● **CONSIGNES ET EXIGENCES**:
Réponds aux questions suivantes à partir du texte sur l'origine de l'eau sur Terre.
1. Selon la théorie présentée dans le documentaire, quel événement aurait permis la création de l'hydrosphère ?
2. Quelles deux théories révolutionnaires ont comblé les « détails » signalés par Lord Kelvin ?
3. Quel physicien a écrit « Sans une conscience profonde de notre ignorance, il ne peut y avoir de réelle avancée en science » ?

● **EXTRAIT PRÉSENTÉ**:

•••

Origine(s) de l'eau sur Terre
Pierre Thomas
Laboratoire de Géologie de Lyon / ENS de Lyon
Olivier Dequincey
ENS de Lyon / DGESCO
Olivier Dequincey
ENS de Lyon / DGESCO
Résumé
Les sources possibles et identifiées de l'eau constituant l'hydrosphère terrestre actuelle.
Article faisant suite à une question posée à Pierre Thomas, fin aout 2020.
Enseignante de SVT en terminale, je travaille en ce moment sur le programme d’enseignement scientifique.
Dans un des livres proposés, les auteurs conseillent un documentaire que j’ai regardé attentivement. Dans cette vidéo, il est
question d’une théorie selon laquelle l’hydrosphère s’est créée grâce à la formation de la Lune.
En effet, la collision avec la “planète” Théia aurait entrainé une nouvelle fusion de la surface terrestre, ce qui aurait
permis le dégazage du manteau. De plus, l’apport de matériaux supplémentaires aurait entrainé une gravité suffisante pour
retenir cette atmosphère naissante. Les conditions de pression et de température étaient telles que l’eau fut d'abord sous une
forme supercritique, puis sous forme liquide, d’où une pluie très importante et longue qui refroidit la Terre et permit la
formation de l’océan.
J’avoue que j’étais restée dans l’idée que le bombardement initial permettant la formation de la Terre, expliquait l’état de
fusion de la planète, permettait le dégazage du manteau et, pour la suite, c’est assez similaire à ce que j’ai écrit
précédemment.
Pourriez-vous me dire laquelle de ces deux théories est la plus largement admise aujourd’hui ?
Je répondrai d'abord par 2 rappels historiques.
1- La recherche de certitude, une "mauvaise" attitude. « Il n’y a plus rien à découvrir en physique aujourd’hui. Tout ce qui reste à faire, c’est d’améliorer la précision
des mesures» », aurait dit à la fin du XIXe siècle Lord Kelvin, l'un des physiciens les
plus célèbres de l’époque. Ce dernier pointait toutefois du doigt deux “petits détails” qui obscurcissaient la science de
son temps : l’éther qui – pensait-on à tort – devait servir de support à la propagation de la lumière n’avait
toujours pas été mis en évidence, et on n’expliquait pas non plus le rayonnement émis par les corps à une température
donnée. Ces deux "détails" allaient être comblés quelques années plus tard par deux théories révolutionnaires, la relativité
et la physique quantique.
2 - Toujours chercher à remettre en question (quand il y a matière à...), la seule attitude scientifique. « Sans une conscience profonde de notre ignorance, il ne peut y avoir de réelle avancée en science », a ainsi
écrit James Clerk Maxwell, autre grand physicien du XIXe siècle. C'est cette deuxième attitude
qui sépare science et croyance (ou politique : « il n'y a pas d'autre alternative », disait Margareth
Thatcher).

•••

Enregistrements d'annotation de régions:

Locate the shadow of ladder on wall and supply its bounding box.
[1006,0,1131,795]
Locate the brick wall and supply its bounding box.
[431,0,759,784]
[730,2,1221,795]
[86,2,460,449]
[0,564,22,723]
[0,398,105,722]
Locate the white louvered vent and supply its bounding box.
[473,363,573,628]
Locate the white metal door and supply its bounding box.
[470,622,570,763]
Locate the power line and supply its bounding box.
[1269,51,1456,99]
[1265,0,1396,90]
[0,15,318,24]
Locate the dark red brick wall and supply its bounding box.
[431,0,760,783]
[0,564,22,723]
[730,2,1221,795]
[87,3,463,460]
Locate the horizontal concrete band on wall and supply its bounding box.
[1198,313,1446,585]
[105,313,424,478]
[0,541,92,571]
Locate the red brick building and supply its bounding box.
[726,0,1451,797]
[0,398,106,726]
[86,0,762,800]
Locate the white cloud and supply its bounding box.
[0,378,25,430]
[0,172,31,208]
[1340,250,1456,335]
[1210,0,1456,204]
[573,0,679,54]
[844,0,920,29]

•••

● **RÉSULTAT OBTENU**:
1. La formation de la Lune, à la suite de la collision avec la « planète » Théia.
2. La relativité et la physique quantique.
3. James Clerk Maxwell.